Goal: Arrange every line of the records below as a Markdown table with the columns Row and Line, numbering each row and omitting blank lines.
**** Information shown ****
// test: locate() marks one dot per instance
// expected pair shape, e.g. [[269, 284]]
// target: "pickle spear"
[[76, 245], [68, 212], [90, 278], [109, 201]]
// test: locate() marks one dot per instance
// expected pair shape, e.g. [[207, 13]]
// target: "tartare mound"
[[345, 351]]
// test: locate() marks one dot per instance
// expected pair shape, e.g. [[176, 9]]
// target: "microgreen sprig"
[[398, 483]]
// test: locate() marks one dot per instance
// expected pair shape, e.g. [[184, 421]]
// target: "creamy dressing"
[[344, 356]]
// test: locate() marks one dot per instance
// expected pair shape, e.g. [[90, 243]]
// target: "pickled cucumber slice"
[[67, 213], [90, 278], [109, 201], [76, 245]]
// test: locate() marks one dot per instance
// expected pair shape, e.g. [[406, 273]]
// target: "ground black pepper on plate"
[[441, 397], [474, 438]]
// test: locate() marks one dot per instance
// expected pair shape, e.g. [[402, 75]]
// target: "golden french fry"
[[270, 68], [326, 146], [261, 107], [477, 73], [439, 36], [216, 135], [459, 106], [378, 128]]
****
Exercise result:
| Row | Line |
|---|---|
| 1 | // test: locate() marks one dot per instance |
| 2 | // expected pair shape, e.g. [[269, 284]] |
| 3 | // target: "pickle spear" |
| 4 | [[76, 245], [68, 212], [90, 278], [109, 201]] |
| 5 | // test: locate() marks one dot per instance |
| 6 | // expected pair shape, e.g. [[207, 13]] |
| 7 | // target: "tartare mound" |
| 8 | [[345, 351]] |
| 9 | // test: locate() marks one dot per instance |
| 10 | // expected pair shape, e.g. [[176, 9]] |
| 11 | // target: "microgreen sprig" |
| 12 | [[398, 483]] |
| 13 | // test: locate() marks one dot per instance |
| 14 | // expected pair shape, e.g. [[184, 421]] |
| 15 | // target: "creamy dressing" |
| 16 | [[344, 356]] |
| 17 | // test: locate() marks one dot per instance |
| 18 | // expected pair shape, e.g. [[90, 243]] |
| 19 | // target: "pickled cucumber slice" |
| 20 | [[67, 213], [90, 278], [109, 201], [76, 245]] |
| 21 | // test: locate() marks one dot per instance |
| 22 | // expected pair shape, e.g. [[406, 273]] |
| 23 | // target: "ground black pepper on plate" |
| 24 | [[441, 397], [474, 438]] |
| 25 | // test: locate() marks one dot per instance |
| 26 | // expected pair shape, e.g. [[402, 75]] |
| 27 | // target: "golden french fry" |
| 28 | [[270, 68], [326, 146], [261, 107], [477, 73], [439, 36], [216, 135], [459, 106], [378, 128]] |